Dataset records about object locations
* start *
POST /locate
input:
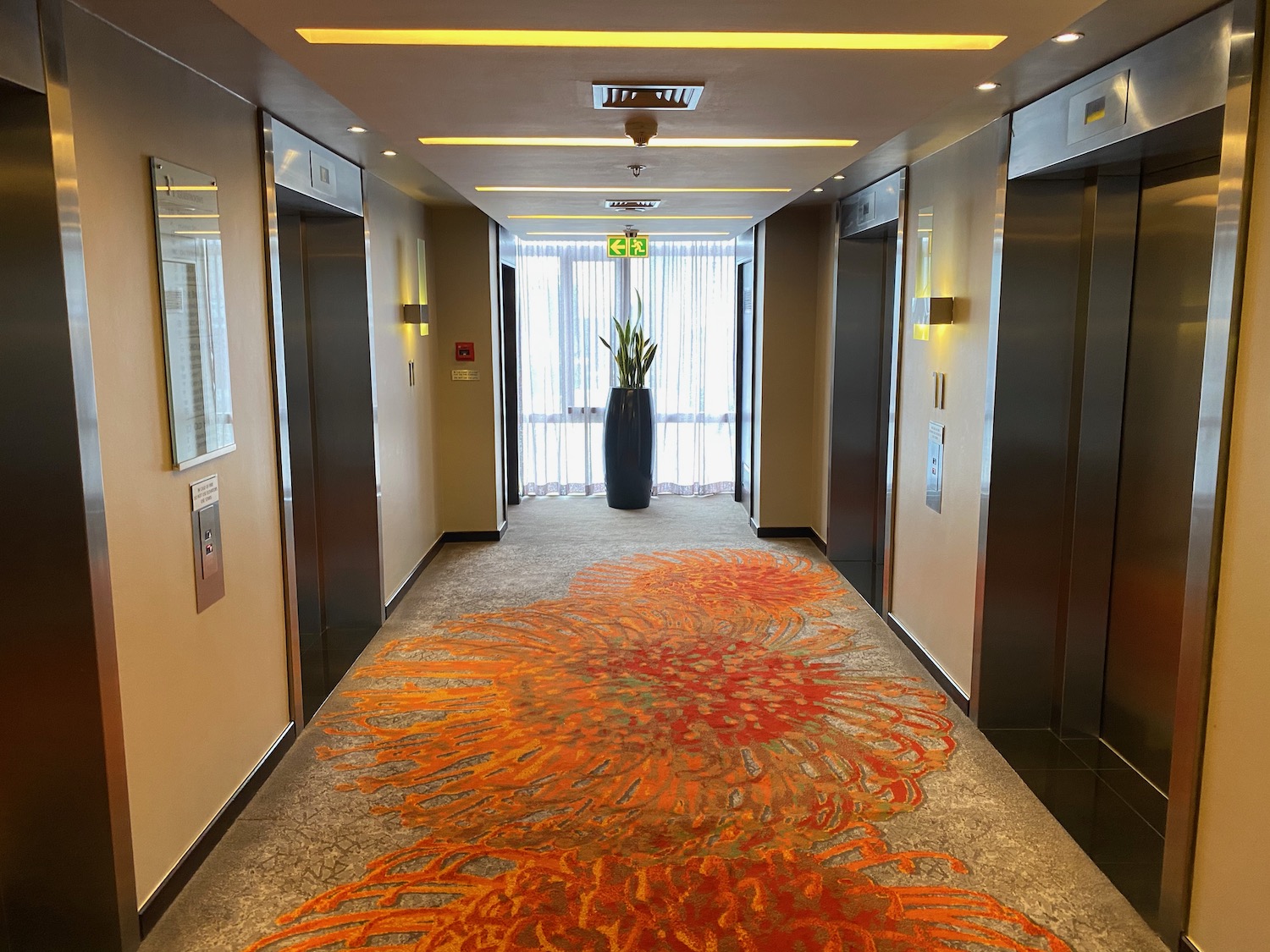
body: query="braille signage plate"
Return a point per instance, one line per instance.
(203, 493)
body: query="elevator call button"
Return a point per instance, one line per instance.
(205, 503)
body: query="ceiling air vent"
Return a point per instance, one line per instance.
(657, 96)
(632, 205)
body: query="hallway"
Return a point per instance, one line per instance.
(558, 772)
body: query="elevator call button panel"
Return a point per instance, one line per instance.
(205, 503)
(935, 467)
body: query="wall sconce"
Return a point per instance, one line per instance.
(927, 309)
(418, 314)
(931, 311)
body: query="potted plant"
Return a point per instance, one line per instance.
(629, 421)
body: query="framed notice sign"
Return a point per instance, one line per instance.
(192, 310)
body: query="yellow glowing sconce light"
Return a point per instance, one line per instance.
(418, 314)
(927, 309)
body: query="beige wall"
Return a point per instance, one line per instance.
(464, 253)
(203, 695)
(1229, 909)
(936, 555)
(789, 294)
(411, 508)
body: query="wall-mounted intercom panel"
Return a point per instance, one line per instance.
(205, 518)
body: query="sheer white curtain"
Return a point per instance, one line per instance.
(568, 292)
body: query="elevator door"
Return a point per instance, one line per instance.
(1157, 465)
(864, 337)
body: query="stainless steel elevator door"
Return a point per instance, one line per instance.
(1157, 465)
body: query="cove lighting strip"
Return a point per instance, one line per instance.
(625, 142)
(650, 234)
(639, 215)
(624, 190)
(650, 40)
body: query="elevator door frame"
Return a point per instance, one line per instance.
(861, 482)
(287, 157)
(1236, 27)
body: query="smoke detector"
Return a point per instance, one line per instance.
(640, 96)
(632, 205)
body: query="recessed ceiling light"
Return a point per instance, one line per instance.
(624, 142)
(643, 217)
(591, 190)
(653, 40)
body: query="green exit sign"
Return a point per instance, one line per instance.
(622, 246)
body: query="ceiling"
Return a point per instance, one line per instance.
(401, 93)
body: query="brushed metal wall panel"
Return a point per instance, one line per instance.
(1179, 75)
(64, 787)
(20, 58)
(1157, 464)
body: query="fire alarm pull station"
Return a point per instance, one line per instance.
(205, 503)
* end *
* start *
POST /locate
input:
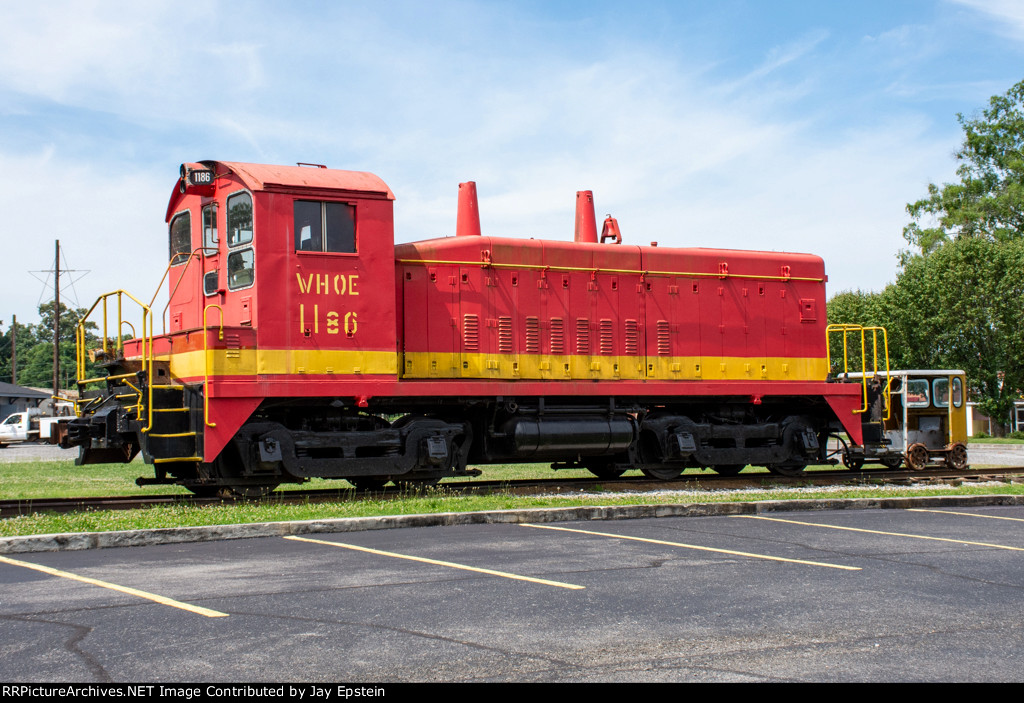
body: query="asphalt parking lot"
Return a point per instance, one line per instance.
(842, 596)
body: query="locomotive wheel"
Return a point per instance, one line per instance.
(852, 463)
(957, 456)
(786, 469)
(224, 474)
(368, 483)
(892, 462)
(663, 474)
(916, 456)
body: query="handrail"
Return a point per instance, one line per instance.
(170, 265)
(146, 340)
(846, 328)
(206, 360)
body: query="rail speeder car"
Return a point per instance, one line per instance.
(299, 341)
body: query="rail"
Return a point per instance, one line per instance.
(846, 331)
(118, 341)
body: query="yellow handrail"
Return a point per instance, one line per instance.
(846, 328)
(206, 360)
* end *
> Given exercise
Find every line in the rows above that contains the string "call", treating uppercase and lowercase as different, and copy each of those lines.

> Answer in full
body: query="elevator call button"
body: query="elevator call button panel"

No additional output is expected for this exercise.